GOAL OF THE EXERCISE>
Skip the images and copy each record exactly as written.

>> start RECORDS FOR THIS EXERCISE

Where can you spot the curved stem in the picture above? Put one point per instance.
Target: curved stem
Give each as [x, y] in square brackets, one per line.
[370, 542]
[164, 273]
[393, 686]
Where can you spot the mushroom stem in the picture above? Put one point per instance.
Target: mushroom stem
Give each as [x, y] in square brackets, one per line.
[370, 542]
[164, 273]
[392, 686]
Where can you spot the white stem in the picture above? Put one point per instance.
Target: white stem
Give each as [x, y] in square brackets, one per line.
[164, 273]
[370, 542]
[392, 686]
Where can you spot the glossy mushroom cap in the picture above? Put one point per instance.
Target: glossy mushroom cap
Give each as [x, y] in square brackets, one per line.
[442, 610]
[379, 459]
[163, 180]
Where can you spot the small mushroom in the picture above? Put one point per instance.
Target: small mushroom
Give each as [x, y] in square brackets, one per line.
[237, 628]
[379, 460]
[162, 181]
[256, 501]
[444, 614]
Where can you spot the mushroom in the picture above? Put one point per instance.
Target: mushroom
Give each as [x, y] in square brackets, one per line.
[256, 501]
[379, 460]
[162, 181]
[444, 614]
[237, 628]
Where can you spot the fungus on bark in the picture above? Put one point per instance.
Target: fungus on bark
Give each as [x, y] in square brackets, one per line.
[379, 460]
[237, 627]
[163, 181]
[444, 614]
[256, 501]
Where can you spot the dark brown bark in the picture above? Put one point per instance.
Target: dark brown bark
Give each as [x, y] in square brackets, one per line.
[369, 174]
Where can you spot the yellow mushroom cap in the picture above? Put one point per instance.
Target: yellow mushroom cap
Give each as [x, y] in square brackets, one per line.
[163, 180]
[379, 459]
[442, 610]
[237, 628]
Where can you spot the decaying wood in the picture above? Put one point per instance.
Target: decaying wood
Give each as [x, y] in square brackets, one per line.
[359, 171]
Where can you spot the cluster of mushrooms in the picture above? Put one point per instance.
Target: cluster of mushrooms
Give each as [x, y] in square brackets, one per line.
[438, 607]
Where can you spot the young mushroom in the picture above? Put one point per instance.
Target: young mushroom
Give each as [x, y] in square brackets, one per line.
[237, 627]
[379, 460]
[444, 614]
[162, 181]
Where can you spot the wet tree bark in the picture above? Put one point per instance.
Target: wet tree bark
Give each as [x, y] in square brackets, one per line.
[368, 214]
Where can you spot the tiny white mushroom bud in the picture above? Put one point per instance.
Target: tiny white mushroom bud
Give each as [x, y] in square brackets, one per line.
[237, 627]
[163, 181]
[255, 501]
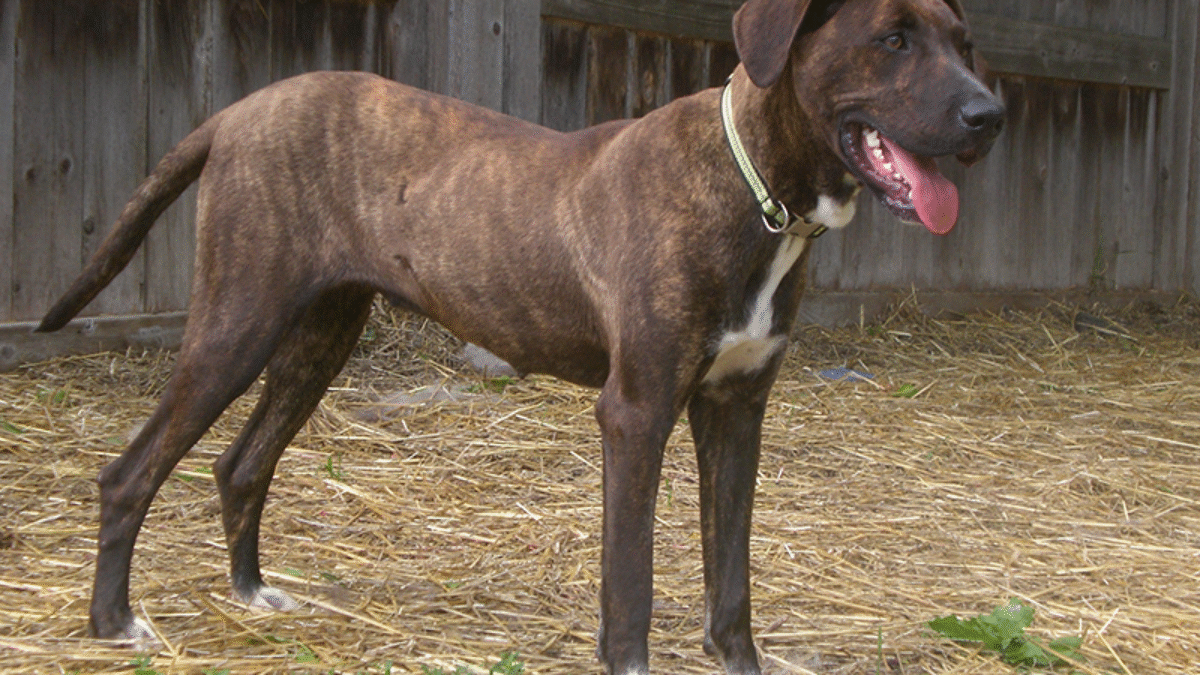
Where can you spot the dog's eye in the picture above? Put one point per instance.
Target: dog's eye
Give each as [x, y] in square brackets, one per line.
[895, 41]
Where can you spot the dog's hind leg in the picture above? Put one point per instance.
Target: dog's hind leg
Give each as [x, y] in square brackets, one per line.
[225, 348]
[309, 358]
[726, 425]
[636, 414]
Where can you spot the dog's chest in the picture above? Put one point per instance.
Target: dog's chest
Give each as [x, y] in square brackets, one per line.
[750, 347]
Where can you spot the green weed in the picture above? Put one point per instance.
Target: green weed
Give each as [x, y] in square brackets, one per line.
[509, 664]
[1003, 631]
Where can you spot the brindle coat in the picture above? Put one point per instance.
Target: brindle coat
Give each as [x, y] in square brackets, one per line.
[617, 257]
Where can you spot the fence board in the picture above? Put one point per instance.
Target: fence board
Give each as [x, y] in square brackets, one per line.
[9, 13]
[651, 75]
[723, 59]
[607, 73]
[299, 40]
[114, 138]
[240, 37]
[179, 102]
[522, 59]
[1180, 149]
[688, 67]
[48, 155]
[477, 52]
[564, 89]
[352, 36]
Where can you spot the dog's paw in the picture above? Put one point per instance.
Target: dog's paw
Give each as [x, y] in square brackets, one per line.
[138, 635]
[271, 599]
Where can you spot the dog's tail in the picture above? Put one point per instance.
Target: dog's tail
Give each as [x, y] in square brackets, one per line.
[168, 180]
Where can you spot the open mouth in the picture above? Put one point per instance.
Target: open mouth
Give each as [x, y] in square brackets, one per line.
[910, 185]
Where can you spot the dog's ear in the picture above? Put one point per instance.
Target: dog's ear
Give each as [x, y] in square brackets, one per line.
[763, 31]
[957, 7]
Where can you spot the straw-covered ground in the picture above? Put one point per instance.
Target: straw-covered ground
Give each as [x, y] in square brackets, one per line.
[1019, 455]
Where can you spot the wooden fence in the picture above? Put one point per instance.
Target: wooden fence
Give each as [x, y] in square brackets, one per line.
[1095, 183]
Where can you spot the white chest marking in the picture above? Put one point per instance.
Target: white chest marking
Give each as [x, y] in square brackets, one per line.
[749, 348]
[833, 214]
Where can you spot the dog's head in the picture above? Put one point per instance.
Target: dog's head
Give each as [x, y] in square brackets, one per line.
[892, 84]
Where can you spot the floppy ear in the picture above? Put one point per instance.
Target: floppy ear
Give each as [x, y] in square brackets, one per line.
[957, 7]
[763, 31]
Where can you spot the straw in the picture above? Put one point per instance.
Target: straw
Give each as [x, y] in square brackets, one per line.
[990, 457]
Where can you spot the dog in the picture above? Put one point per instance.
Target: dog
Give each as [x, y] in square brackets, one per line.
[660, 260]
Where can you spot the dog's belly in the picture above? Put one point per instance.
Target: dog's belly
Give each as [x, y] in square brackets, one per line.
[750, 347]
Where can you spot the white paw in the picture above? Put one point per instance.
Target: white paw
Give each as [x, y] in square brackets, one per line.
[273, 599]
[138, 635]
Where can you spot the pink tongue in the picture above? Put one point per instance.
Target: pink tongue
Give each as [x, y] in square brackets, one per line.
[934, 196]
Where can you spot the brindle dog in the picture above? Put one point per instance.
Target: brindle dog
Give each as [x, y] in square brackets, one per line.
[630, 256]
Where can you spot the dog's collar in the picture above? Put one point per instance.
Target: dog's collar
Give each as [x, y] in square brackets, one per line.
[775, 216]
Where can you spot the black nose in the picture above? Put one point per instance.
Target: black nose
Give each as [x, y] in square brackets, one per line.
[983, 115]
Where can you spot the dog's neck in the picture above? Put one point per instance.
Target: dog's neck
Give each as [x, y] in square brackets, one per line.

>> end RECORDS FOR THIS EXERCISE

EXERCISE RESPONSE>
Where can you spot the curved stem in the picture above? Put one point per instance.
Target: curved stem
Give each as [x, y] in square brackets, one per line.
[370, 542]
[164, 273]
[393, 686]
Where can you spot the mushroom stem in the picture above? Put one point per instance.
Target: mushroom stem
Give each as [x, y] in square brackets, one per line.
[370, 542]
[164, 273]
[392, 686]
Where can you spot the white stem in the picture above? Put one point per instance.
Target: white stem
Give each as [x, y] in square brackets, one per line.
[164, 273]
[370, 542]
[392, 686]
Where can you spot the glossy mushroom cap in the picture above? Put one point per instance.
Target: glossy mushroom cap
Give each as [x, y] in square brackets, one per line.
[442, 610]
[379, 459]
[163, 180]
Where can you spot the small mushroom in the picture above? Put one point per instance.
Target: small mushroom
Give each as [x, y] in square brackets, one per line.
[237, 628]
[379, 460]
[162, 181]
[256, 501]
[444, 614]
Where can you spot the mushroom in the picture above? Put one point per instance.
Target: mushroom
Give each as [x, y] in square brackets, one per line.
[256, 501]
[379, 460]
[162, 181]
[444, 614]
[237, 628]
Where can you spot the fungus on bark in the picture above? Put one point per instance.
Target: fungus on bark
Give each as [x, y] in square brackets, one per line.
[379, 460]
[237, 627]
[163, 181]
[444, 614]
[256, 501]
Where can you spot the dark brown bark in the picture above? Put one point per instance.
Target: dark brown bark
Give each as [x, y] in square brackets, one per line.
[369, 174]
Where can you spot the yellow mushroom cap in the picture above? Put one point per instance.
Target: yellow mushroom cap
Give each as [x, y] in square brackets, one per line.
[163, 180]
[379, 459]
[442, 610]
[237, 628]
Where can you spot the decaying wood in the picture above? Put one point per instance.
Target: decaying wood
Give each as [x, y] in square brackets, one per line.
[359, 171]
Where can you spot the cluster of mushrooms in the picture above? Put one point per instance.
Target: cluster of mushrooms
Give each as [x, y] in square brackets, one per line.
[438, 607]
Where can you spot the young mushroom in the picture above? Put one point per instance.
Target: young mushroom
Give each as [x, y] in square brackets, one per line.
[237, 627]
[379, 460]
[444, 614]
[162, 181]
Where can you spot the wet tree bark in the picture above? Put one point per instance.
Target: wet tree bark
Give each as [x, y] in square brackets, one per line.
[368, 214]
Where can you spot the tiny white mushroom bud in the picture above? Put one point per instance.
Target: tiny white mushroom bud
Give each as [x, y] in square brackets, one per line.
[237, 627]
[163, 181]
[255, 501]
Where can you spot the dog's eye in the picture above? Put one point per instance.
Target: dog's eye
Give each as [x, y] in square brackets, one per line.
[895, 41]
Where can you spot the dog's hind leg in the picture above? Put one point per instance.
Target: dog's hind leg
Give each as [x, y] in square brackets, one per line.
[225, 348]
[309, 358]
[726, 425]
[636, 414]
Where can you spot the dog's chest in the picture above? Put one point per instance.
Target: dog's chest
Give each as [x, y] in square brackets, one per line.
[750, 347]
Where can you spot the green weed in the picture above? Put one point per instance.
Target: green weed
Give each as [x, y] in square brackets, one per line.
[509, 664]
[1003, 631]
Where can you spot the brindle coat in the picture above? Put one point per instance.
Target: brindle coat
Give each as [x, y] in square brackets, one per line.
[617, 257]
Where can you spot the fence board in the picture above? Put one point per instance.
Target: fence board
Give each as [x, y] in square brackets, one per line.
[9, 13]
[651, 75]
[723, 59]
[607, 73]
[299, 40]
[114, 138]
[240, 37]
[179, 102]
[522, 59]
[1180, 149]
[688, 67]
[48, 155]
[477, 52]
[564, 89]
[352, 36]
Where can you spot the dog's paw in the picture above? Put one point per instance.
Target: dog's paw
Give each as [x, y] in square brackets, one per line.
[138, 635]
[271, 599]
Where can you spot the dog's tail in the picture above? Put one point per instance.
Target: dog's tail
Give each as [x, y] in square brackets, one per line.
[168, 180]
Where can you spot the open mouth in the picture above? Put one point per instance.
Target: open mouth
Give each as [x, y] in square brackets, one per line.
[910, 185]
Where can you spot the dog's ear in the picture above? Put one point per instance.
Target: dog's ear
Give each as [x, y] in square brackets, one per line.
[763, 31]
[957, 7]
Where can you spot the straw-covered ground in the picture above? Put one point per instance.
Target: straw-covered ground
Give each as [x, y] in square brackets, one per line.
[1019, 455]
Where can you spot the wooden fence in the picture above? Put one point per instance.
Target: wooden fence
Give each as [x, y] in square brackets, one per line.
[1095, 183]
Where can you spot the white chest marking in the picture above? Put one point per instance.
Target: white chest marking
Give each as [x, y] in square brackets, one per line.
[749, 348]
[833, 214]
Where can you spot the dog's head in the picture above? Put one point per instance.
Target: dog's head
Give each as [x, y] in square brackets, one per line.
[892, 84]
Where can you spot the floppy ear in the picture above? Put one point per instance.
Target: floppy ear
Give each as [x, y] in square brackets, one per line.
[957, 7]
[763, 31]
Where can you spot the straw in the picture above? Put one point per instance.
Target: straw
Give each as [x, y] in square brackets, one per line.
[990, 457]
Where can you spot the dog in the picture above? Put one point per instance.
Target: dog
Give each as [x, y] in square brackets, one per line.
[660, 260]
Where can you spot the dog's belly in the picture above? Put one point per instance.
Target: dog's belly
Give each as [x, y] in square brackets, one per line.
[750, 347]
Where can you spot the white paw in the picture above? Put one point per instance.
Target: white paw
Give each as [x, y] in square brackets, one per line.
[273, 599]
[138, 635]
Where can you spot the pink tongue in the picture above? Put one point per instance.
Target: pink tongue
Give each as [x, y] in square brackets, one per line.
[934, 196]
Where can you spot the brindle dog in the picture above? Put one point per instance.
Target: brindle dog
Give each as [x, y] in square brackets, one per line.
[630, 256]
Where can you spot the dog's collar in the picture above? Put one point per instance.
Target: dog's collar
Give each as [x, y] in square brackets, one per line.
[775, 216]
Where can you spot the black nose in the picture above? Put one point per instance.
Target: black nose
Give each as [x, y] in square brackets, one per line.
[983, 115]
Where can you spot the dog's neck in the picture above? Put one point per instance.
Target: dog's neck
Give each as [x, y] in square brackets, one per line.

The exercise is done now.